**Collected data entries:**
● ● ●
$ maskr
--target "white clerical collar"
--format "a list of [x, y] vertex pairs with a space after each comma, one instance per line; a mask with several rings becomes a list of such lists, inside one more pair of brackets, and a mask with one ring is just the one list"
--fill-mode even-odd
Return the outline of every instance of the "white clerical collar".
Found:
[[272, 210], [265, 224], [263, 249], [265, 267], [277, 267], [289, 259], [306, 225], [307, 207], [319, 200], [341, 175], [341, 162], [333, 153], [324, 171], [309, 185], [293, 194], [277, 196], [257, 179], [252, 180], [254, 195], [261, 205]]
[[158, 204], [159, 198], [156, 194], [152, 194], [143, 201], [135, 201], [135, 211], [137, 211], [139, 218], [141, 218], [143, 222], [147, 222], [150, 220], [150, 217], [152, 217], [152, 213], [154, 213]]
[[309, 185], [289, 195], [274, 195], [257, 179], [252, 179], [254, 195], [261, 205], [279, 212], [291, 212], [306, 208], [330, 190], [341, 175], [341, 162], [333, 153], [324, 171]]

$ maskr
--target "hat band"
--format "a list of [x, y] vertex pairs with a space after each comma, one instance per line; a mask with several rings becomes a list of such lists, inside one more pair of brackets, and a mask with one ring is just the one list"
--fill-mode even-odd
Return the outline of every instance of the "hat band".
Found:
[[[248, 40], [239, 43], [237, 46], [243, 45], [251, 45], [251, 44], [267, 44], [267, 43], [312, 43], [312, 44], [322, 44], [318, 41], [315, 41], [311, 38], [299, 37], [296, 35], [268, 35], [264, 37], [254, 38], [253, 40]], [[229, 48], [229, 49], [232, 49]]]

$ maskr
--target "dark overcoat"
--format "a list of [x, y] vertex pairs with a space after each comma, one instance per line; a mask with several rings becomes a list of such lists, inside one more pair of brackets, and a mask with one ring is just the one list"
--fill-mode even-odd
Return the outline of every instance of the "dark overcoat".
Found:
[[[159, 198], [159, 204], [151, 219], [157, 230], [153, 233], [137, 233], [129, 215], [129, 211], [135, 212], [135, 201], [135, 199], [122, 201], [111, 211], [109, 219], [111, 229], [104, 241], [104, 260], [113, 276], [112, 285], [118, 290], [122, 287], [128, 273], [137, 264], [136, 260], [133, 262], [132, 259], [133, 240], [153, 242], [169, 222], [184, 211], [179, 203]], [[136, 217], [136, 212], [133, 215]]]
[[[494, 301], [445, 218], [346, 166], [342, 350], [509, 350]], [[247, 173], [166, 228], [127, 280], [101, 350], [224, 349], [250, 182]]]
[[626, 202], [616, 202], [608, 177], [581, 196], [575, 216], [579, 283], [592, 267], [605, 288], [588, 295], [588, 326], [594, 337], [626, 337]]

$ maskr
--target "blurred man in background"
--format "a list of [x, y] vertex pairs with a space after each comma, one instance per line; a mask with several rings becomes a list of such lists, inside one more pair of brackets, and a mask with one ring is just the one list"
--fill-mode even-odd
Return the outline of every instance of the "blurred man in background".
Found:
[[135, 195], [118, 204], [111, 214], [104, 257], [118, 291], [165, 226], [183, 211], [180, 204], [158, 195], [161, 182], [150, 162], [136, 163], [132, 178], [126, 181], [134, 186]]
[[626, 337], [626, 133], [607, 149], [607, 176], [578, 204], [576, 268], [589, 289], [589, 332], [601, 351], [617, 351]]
● ● ●
**TASK PROMPT:** Check each line of the data above for the word "blurred" and copy the ones where it is found.

**SOLUTION TO THE PROBLEM:**
--target "blurred man in background"
Return the outline of every instance of the "blurred man in background".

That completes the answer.